Identify each line in the listing below that contains the word "woman", and copy those lines in full.

[Labeled-object pointing listing]

☆ ☆ ☆

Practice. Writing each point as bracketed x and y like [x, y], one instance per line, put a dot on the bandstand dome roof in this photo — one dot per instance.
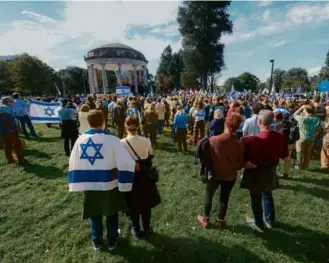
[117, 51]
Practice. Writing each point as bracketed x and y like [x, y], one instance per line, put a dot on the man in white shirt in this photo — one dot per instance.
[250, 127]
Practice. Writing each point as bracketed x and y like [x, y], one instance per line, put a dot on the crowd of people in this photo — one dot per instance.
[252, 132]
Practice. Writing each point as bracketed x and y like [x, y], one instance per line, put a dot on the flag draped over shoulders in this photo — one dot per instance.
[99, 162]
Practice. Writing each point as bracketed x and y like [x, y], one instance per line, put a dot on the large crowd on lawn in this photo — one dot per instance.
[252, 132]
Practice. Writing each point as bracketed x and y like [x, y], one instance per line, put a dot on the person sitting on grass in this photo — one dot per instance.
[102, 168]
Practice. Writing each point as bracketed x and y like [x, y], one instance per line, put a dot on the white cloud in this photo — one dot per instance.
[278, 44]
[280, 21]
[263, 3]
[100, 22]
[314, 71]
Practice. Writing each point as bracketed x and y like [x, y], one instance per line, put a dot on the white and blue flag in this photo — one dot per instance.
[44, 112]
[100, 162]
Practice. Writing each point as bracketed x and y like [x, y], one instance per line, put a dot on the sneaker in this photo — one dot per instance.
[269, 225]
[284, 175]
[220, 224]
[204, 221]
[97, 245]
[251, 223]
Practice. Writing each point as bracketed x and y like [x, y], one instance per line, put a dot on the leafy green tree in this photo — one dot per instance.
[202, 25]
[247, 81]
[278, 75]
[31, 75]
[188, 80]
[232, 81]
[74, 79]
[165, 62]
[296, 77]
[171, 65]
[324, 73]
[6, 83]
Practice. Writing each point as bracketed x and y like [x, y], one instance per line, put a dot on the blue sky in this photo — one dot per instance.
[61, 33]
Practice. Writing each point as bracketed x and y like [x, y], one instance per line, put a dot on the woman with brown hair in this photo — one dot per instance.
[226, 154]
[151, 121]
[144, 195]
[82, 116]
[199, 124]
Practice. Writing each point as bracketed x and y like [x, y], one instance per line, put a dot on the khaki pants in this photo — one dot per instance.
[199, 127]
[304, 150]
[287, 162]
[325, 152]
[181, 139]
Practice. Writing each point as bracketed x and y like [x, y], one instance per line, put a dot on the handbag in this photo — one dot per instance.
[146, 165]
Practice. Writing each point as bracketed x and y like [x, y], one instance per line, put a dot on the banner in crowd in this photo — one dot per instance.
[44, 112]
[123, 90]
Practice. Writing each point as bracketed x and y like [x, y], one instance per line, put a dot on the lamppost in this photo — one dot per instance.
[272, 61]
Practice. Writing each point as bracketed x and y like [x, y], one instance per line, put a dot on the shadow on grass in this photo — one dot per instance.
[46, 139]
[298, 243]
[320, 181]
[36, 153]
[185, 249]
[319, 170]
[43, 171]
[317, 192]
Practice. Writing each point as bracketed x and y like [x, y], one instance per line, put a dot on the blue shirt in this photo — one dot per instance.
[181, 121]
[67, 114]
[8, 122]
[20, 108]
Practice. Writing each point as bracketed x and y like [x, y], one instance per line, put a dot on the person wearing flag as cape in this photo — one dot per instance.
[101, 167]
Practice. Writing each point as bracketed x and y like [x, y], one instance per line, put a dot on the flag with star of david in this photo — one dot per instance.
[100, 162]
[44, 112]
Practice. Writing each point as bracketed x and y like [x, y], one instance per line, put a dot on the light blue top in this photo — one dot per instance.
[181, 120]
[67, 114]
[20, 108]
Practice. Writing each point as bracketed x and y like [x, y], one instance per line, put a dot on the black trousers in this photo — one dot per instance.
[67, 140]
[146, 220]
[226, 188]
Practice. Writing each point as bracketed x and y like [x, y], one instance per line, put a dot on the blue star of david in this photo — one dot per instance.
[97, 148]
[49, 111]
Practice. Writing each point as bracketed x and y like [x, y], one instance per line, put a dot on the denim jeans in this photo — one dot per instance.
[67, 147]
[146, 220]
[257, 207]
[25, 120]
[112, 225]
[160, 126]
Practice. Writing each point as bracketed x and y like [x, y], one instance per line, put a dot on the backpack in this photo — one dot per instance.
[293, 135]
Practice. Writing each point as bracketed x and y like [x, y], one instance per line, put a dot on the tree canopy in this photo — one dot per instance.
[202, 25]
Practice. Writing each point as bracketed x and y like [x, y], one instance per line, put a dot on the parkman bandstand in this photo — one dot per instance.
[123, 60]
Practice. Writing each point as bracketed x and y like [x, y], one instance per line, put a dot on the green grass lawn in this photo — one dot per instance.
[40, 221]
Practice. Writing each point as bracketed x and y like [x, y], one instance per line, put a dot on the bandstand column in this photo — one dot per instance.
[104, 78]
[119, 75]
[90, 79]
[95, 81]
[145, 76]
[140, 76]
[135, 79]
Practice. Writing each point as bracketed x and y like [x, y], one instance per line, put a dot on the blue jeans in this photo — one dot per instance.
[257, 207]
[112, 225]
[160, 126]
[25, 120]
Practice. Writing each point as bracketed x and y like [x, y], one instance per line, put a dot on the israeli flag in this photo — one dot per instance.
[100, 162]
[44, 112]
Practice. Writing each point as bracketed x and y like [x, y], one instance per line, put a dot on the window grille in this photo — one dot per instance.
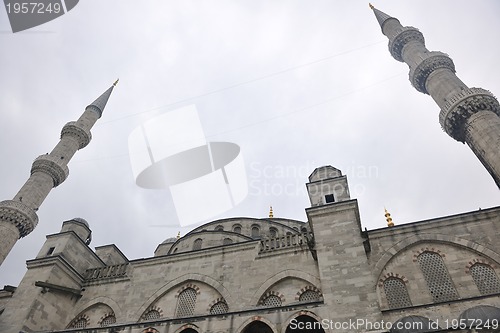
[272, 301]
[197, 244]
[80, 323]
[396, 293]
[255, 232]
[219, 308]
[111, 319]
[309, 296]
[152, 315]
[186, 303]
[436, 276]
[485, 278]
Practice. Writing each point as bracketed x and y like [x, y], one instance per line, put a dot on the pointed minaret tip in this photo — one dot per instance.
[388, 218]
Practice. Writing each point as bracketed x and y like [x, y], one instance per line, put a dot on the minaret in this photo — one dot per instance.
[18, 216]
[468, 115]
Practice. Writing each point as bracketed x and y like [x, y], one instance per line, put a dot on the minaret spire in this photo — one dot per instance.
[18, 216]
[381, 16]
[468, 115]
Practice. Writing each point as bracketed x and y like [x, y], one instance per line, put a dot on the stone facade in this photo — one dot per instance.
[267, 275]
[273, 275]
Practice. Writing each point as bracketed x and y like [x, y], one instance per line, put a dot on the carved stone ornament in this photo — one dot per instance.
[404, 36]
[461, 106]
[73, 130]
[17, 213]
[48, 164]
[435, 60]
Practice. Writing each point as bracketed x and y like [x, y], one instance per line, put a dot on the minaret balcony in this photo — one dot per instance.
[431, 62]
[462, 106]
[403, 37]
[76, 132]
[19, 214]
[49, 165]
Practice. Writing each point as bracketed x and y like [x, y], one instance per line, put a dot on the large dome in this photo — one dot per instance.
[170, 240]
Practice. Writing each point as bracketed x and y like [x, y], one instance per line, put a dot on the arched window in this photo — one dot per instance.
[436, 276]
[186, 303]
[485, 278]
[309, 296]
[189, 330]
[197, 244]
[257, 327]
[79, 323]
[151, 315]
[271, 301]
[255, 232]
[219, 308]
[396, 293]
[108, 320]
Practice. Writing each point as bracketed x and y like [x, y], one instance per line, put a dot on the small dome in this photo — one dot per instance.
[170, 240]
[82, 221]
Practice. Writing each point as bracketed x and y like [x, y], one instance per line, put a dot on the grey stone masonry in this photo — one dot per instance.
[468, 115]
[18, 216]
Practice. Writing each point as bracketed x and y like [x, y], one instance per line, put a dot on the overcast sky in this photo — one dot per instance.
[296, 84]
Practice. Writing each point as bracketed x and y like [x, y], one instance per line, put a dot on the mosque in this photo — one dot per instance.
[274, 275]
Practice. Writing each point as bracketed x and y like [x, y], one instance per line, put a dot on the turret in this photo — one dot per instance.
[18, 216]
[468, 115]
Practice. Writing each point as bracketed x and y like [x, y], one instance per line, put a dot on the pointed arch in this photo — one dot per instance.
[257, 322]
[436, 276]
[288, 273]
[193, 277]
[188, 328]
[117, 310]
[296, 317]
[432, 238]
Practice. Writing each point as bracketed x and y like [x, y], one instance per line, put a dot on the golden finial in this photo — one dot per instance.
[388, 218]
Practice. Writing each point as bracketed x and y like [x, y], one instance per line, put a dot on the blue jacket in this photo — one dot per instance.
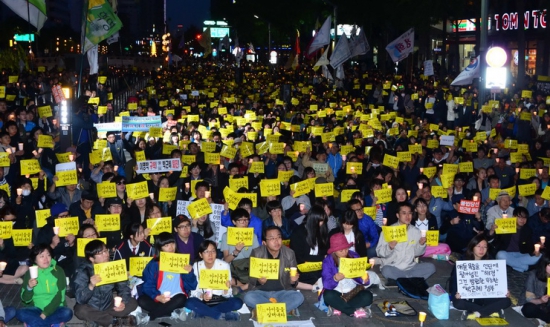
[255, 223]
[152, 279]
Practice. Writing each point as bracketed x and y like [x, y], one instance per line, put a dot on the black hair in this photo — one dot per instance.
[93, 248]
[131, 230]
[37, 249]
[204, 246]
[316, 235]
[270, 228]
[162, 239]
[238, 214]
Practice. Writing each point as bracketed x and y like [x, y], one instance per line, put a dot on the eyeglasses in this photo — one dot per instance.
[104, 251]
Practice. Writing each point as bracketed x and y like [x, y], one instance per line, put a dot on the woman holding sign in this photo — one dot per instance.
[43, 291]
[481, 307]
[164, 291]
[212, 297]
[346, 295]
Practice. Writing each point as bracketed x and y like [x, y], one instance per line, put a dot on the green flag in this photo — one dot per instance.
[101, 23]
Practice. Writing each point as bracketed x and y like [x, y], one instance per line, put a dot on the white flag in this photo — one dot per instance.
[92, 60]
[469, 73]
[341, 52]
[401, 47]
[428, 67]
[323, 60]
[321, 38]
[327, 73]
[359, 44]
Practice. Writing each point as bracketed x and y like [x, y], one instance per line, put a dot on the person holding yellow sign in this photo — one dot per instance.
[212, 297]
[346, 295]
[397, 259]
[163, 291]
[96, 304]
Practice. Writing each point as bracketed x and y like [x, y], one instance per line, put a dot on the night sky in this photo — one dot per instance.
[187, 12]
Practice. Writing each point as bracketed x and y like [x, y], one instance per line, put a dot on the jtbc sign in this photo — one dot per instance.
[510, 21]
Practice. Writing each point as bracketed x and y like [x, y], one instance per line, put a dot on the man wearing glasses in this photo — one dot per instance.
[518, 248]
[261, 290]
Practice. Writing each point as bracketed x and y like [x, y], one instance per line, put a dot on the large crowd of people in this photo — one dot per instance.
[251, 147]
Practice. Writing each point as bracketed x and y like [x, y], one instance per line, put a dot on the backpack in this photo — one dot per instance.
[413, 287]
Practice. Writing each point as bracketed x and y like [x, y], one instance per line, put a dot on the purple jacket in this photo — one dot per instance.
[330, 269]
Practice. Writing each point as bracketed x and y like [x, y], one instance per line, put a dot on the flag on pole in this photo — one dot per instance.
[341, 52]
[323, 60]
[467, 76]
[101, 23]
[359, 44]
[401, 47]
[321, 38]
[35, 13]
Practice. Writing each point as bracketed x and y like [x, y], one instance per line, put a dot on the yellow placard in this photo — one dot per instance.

☆ ☆ ☆

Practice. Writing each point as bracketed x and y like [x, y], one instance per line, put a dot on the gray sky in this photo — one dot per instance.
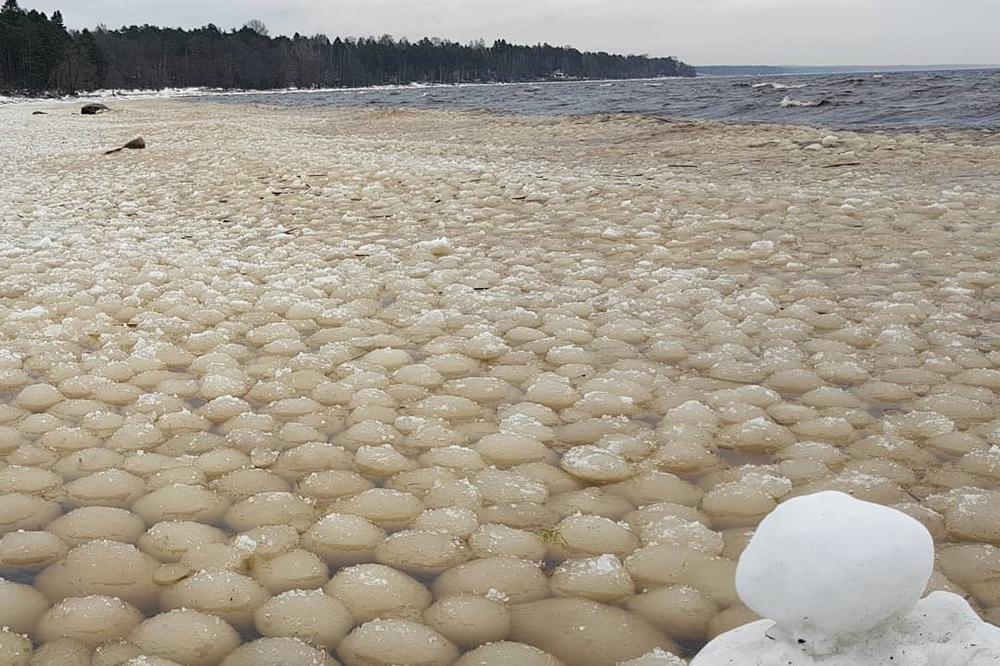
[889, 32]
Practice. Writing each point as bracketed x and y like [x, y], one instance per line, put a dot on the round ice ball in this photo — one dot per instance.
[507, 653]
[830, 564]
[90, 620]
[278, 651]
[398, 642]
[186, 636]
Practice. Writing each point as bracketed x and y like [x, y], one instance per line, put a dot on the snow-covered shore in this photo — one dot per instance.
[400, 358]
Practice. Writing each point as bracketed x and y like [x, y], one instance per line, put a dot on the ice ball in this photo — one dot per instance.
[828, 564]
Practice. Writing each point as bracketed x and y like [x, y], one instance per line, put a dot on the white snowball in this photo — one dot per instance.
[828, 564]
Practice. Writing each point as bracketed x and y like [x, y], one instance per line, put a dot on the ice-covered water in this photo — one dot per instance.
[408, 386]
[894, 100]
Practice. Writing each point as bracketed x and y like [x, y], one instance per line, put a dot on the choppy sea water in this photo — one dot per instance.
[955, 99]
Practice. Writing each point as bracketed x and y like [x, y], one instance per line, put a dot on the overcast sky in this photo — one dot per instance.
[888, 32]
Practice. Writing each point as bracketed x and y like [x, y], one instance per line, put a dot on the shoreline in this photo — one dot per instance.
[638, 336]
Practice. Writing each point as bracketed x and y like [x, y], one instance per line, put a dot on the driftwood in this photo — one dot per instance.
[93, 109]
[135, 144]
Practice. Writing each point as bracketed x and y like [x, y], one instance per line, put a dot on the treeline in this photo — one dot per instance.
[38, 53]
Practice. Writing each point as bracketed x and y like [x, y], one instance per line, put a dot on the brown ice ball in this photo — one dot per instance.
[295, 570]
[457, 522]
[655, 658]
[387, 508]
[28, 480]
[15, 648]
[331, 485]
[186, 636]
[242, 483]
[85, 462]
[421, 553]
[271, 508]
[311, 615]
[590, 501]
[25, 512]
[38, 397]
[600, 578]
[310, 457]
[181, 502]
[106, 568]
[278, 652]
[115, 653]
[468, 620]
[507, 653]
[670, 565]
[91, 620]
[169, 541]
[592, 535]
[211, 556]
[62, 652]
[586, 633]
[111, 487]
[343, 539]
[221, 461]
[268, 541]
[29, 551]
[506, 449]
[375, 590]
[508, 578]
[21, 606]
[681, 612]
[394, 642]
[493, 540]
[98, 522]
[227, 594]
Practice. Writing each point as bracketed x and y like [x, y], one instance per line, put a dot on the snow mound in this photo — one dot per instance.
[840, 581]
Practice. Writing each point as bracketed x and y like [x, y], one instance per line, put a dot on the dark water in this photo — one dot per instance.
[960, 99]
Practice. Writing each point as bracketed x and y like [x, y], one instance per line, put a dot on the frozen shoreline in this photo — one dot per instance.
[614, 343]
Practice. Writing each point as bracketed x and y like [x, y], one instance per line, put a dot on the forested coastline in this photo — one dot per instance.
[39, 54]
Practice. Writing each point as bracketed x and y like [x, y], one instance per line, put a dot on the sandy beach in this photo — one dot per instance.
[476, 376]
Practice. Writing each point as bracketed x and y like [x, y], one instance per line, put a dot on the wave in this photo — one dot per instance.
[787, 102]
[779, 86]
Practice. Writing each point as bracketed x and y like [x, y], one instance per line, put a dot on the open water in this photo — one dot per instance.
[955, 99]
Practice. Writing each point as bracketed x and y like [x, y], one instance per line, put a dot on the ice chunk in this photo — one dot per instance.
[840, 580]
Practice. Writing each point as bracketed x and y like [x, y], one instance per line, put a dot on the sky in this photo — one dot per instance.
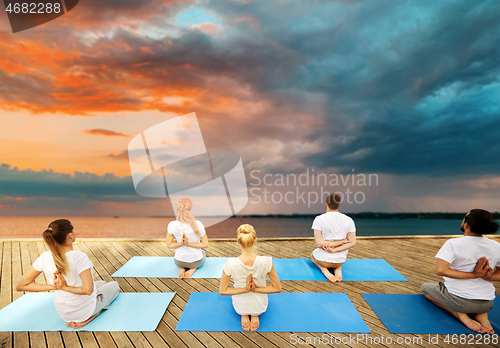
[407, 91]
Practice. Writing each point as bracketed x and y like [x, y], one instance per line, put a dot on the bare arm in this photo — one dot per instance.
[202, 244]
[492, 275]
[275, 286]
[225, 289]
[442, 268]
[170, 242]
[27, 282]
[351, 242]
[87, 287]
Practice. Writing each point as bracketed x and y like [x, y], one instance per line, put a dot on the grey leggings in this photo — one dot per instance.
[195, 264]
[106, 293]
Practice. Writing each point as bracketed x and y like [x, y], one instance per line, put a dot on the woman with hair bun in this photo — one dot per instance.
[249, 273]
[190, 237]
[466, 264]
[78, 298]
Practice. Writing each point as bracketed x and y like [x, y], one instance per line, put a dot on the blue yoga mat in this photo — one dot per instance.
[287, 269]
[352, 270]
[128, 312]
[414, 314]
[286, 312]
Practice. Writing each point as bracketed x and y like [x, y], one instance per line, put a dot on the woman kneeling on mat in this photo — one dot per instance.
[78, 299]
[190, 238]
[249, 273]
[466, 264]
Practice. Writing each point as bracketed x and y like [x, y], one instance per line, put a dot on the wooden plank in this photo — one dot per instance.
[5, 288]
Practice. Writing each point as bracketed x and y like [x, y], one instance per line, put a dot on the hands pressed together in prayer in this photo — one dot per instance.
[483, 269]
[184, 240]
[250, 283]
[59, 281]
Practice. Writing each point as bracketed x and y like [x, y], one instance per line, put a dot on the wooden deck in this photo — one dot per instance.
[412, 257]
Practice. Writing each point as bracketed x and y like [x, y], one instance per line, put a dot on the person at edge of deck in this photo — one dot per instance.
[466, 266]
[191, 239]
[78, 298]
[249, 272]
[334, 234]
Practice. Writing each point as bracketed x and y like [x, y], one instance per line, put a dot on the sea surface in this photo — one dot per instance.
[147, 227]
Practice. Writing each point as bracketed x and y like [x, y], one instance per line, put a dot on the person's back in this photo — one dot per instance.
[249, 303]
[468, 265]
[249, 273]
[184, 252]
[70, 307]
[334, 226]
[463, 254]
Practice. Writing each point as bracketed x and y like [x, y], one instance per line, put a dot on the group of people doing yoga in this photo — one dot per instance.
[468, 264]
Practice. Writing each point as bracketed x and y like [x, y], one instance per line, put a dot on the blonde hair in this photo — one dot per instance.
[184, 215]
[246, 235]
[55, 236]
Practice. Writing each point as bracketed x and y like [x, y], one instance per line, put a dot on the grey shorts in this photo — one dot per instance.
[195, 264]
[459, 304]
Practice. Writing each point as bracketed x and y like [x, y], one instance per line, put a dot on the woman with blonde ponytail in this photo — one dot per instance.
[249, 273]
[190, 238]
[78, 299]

☆ ☆ ☆

> [Response to this task]
Practice. Writing each point as bracketed x and y like [x, y], one instance per line, put a dot on the woman with brown hair in this photo — one dot per instance.
Practice. Writing each point as bracketed x and y like [x, y], one instance per line, put a dot on the woman holding sign in this photo — one dot per instance.
Practice. Writing each point as bracketed x and y like [x, y], one instance per line, put a dot on the woman with hair bun in this photo — one dot per instance.
Practice. Writing each point as bracketed x and y like [x, y], one instance per line, put a dot on the woman kneeling on mat in this photo — one dot per instance.
Practice. Writing each point as bracketed x and y like [x, y], one instance per line, put a dot on the woman with blonde ponytail in this photo — one dot per instance.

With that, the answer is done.